Output every line of the rows below as a Markdown table with two columns, No. for the row number and Line for the text, and skip blank lines. Leave the pictures out.

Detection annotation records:
^^^^

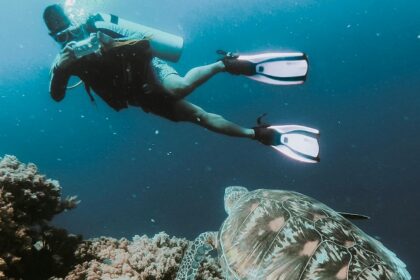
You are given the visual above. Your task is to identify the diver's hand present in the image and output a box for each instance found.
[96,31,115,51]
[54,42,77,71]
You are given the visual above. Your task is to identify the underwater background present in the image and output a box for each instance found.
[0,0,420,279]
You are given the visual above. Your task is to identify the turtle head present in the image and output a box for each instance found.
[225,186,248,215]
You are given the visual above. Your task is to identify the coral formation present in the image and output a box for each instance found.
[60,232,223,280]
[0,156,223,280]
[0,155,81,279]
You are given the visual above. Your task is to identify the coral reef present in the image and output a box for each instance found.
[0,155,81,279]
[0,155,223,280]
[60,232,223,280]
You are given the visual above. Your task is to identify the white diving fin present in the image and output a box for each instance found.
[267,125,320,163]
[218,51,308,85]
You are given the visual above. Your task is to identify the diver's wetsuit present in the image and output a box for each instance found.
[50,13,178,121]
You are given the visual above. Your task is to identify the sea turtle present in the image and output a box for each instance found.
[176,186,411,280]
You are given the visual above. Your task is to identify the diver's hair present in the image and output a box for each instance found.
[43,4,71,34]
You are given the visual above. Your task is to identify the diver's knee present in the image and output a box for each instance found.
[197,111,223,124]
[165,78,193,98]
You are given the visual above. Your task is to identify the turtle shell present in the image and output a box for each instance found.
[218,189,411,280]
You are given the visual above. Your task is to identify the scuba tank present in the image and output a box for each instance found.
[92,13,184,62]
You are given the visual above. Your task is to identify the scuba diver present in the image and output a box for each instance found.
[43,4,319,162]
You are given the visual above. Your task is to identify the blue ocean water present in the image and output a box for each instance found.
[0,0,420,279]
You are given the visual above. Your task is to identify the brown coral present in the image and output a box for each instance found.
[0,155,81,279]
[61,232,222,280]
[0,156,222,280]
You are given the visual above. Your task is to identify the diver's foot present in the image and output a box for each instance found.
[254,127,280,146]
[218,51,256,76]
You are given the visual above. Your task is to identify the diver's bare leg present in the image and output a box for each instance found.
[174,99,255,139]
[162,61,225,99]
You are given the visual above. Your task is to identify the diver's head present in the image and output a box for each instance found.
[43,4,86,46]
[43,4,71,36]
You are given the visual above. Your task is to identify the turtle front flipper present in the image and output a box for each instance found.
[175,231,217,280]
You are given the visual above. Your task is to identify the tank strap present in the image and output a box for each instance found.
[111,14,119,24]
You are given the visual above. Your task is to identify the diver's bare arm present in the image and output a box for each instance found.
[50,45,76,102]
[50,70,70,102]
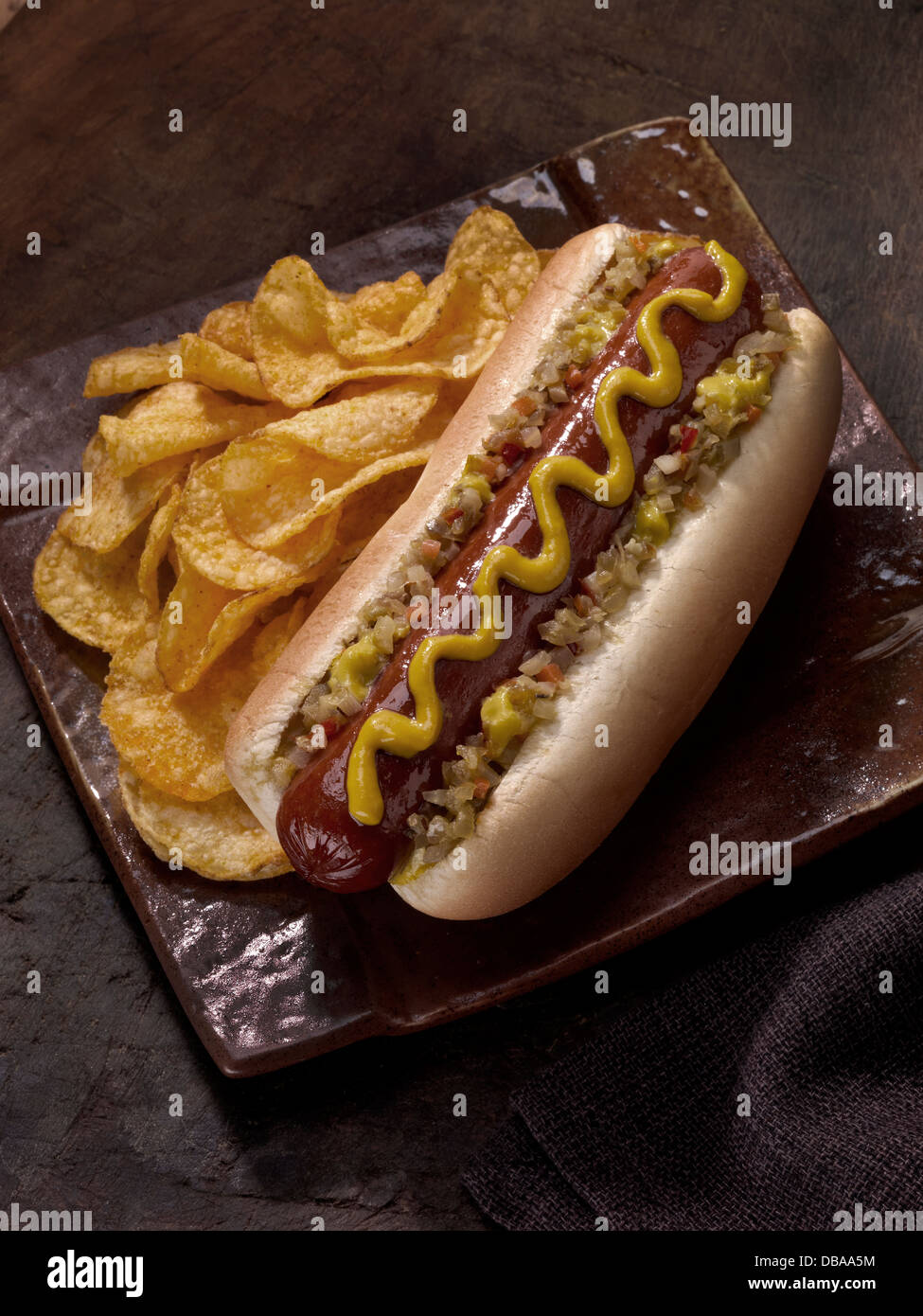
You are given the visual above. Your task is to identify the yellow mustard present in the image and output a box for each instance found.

^^^^

> **PROBLEM SOLUTION**
| No. | Line |
|---|---|
| 1 | You are given the visual above. Your task is to identify the diver's hand present in the image and output a box for each instance found. |
| 2 | [96,31,115,51] |
| 3 | [54,42,77,71] |
| 4 | You are given the visual above. Your task is to identify the underwater background present in the image and output a box for each instance found. |
| 5 | [0,0,420,279] |
| 6 | You are given the visual above. Your task is to identify the turtle head present in the image and output a box for each instance found. |
| 7 | [225,186,248,215] |
| 8 | You are given the visual above. Your task is to identify the coral formation present in the image and output a box for each instance found. |
| 9 | [60,232,223,280] |
| 10 | [0,156,223,280] |
| 11 | [0,155,81,279] |
| 12 | You are given the visual above. Your task is to identify the coral reef present in the image and output a box for each instance found. |
| 13 | [0,155,81,279] |
| 14 | [0,155,223,280] |
| 15 | [60,232,223,280] |
| 16 | You are given the visual above. Your task is to identify the white diving fin present in the image and output a box for each instance found. |
| 17 | [267,125,320,163] |
| 18 | [218,51,308,85] |
| 19 | You are given the visual above. Your task is to identify the diver's wetsuit present in the image and output a box for each instance found. |
| 20 | [50,13,178,121] |
| 21 | You are given the visual above. Your task is to identify the sea turtle present in the image and output a box for each instance found. |
| 22 | [176,186,411,280] |
| 23 | You are given the visual above. Your task is to identify the diver's hair present in the image and output a box for each instance found. |
| 24 | [43,4,71,34] |
| 25 | You are given the visual above. Your task is to identify the diver's knee present in the image and output a box for each instance found. |
| 26 | [197,111,223,124] |
| 27 | [165,78,193,98] |
| 28 | You are given the visual above. Your task is to identify the turtle shell present in the image and output a box for each instance found. |
| 29 | [218,189,411,280] |
| 30 | You are given the visual above. Your task is to identify the scuba tank present in the image and output a box for each instance found. |
| 31 | [92,13,184,62] |
| 32 | You are given the visual above. Your task is to identify the scuba diver present in the image and output a box for each instance found. |
| 33 | [43,4,319,162] |
| 34 | You are given the visual above. Your task is to identify the blue ocean water present in the image and output a box for each instance found. |
| 35 | [0,0,420,279] |
| 36 | You are given the visual above. Your task is to identify the brown coral present in the image and output a box for each instance found. |
| 37 | [0,155,81,279] |
| 38 | [61,232,222,280] |
| 39 | [0,156,222,280] |
| 40 | You are given the visual above. Your task is to identify the diver's foot present in the image and output a box for each instance found. |
| 41 | [254,127,280,146] |
| 42 | [218,51,256,76] |
| 43 | You are given the visual above. Your task is to identify the diver's bare leg present in the image and output a box for each instance found. |
| 44 | [174,99,255,139] |
| 45 | [162,61,225,99] |
| 46 | You are given the visual above. Your task is to identify the diver's head present in the image and output a box for each instance found. |
| 47 | [43,4,86,46] |
| 48 | [43,4,71,36] |
| 49 | You are given the visual above. Your task is to identify the turtle front flipper present in the image and output a box for each instance found. |
| 50 | [175,231,217,280] |
| 51 | You are given the visual above. Your task is to identify the tank strap present in the image and output a box for each instance found. |
| 52 | [111,14,119,24] |
| 53 | You are given the visual above. Your task is to identify the diver's bare arm present in the image and output a box for each instance found. |
| 54 | [50,45,76,102] |
| 55 | [50,70,70,102] |
| 56 | You are given the visual above. Your task is to identify the yellow mustard present in the image and output a box for each instance found. |